**TEXTO DE LECTURA**:
· · · · · · ·
En Guatemala ondean banderas blancas afuera de las casas para indicar que tienen hambre
A pesar de la cuarentena, la vida en las calles de Guatemala sigue. Pero al barullo cotidiano de antes de la pandemia se ha sumado una nueva imagen: cientos, miles de personas que desde las banquetas o las orillas de las carreteras ondean trozos de tela, de papel, de bolsas plásticas blancas que envían un mensaje tácito: tienen hambre, piden comida. Lo hacen ancianos, hombres, mujeres, niños, agitando trapos blancos. Tienen vergüenza, se cubren el rostro cuando la cámara de los periodistas los enfoca. Un cuadro similar se vivió en Colombia, donde la gente sacó banderas rojas porque, en medio de la crisis, ya no tienen alimentos.
Una gran porción —imposible tener cifras de quienes ahora piden comida en las vías— pertenece al sector del trabajo informal. Son vendedores ambulantes, personal de limpieza, empleadas domésticas, jardineros, guardias de seguridad, trabajadores de la construcción, campesinos, que no cuentan con contratos de trabajo. Todo esto, frente a un Estado que no los protege y con un sistema de salud precario.
· · · · · · ·
**DATOS PROPORCIONADOS**:

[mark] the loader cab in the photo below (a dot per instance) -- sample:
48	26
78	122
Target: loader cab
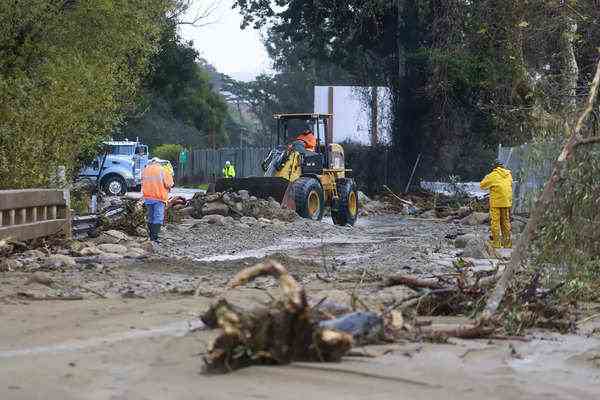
· · · · · · ·
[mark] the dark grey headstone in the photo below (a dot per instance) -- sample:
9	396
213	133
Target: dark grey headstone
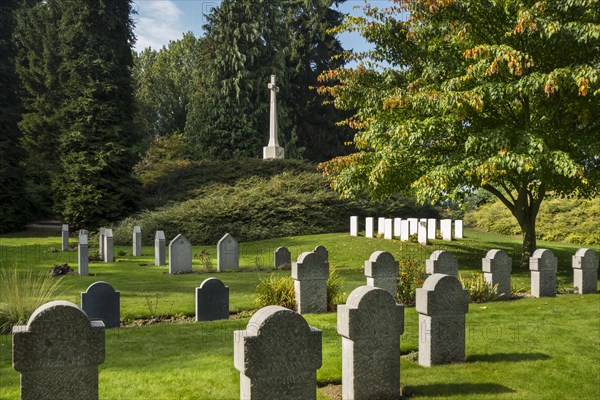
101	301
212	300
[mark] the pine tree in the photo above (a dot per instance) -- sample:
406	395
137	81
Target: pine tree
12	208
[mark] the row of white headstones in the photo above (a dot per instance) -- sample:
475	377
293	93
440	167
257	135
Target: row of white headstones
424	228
· · · · · · ·
**INSTRUCCIONES**: Prosigue el texto sobre las banderas blancas en Guatemala a partir de su última oración.

**RESPUESTA**:
La comunidad Las Mercedes es un ejemplo que se repite por miles. Está ubicada a 50 kilómetros de la capital, en Jocotillo, del municipio de Villa Canales, en Guatemala. Allí viven 250 familias. Es un paisaje desértico, donde se cultivan hectáreas de piña. Las calles son de tierra compacta y todo es color ocre. Las paredes divisorias entre terrenos son alambre espigado con láminas de zinc oxidadas. Se instalaron allí en 1998 tras el paso del huracán Mitch.
Elizabeth Tambriz vive en Las Mercedes. Ella es trabajadora doméstica, una de las 250 mil mujeres que limpian, cocinan y cuidan niños para ganarse la vida. Elizabeth trabaja desde los 12 años, cuando dejó Mazatenango, su pueblo natal, para ir a vivir a la capital. Desde allí no ha dejado de hacerlo, tiene 42 años y ningún ahorro.
A partir del 13 de marzo en que se hizo público el primer caso de contagio en Guatemala, se declaró la cuarentena y se cerró el transporte público, Elizabeth no volvió a ninguna de las tres casas donde trabaja. Desde hace dos meses no recibe el salario de 100 quetzales por día, unos 13 dólares. Una de sus patronas sí la ayuda un poco, dice. Los empleadores de Elizabeth viven en las zonas 10 y 14 de la capital, dos áreas acomodadas para familias de clase media alta y clase alta.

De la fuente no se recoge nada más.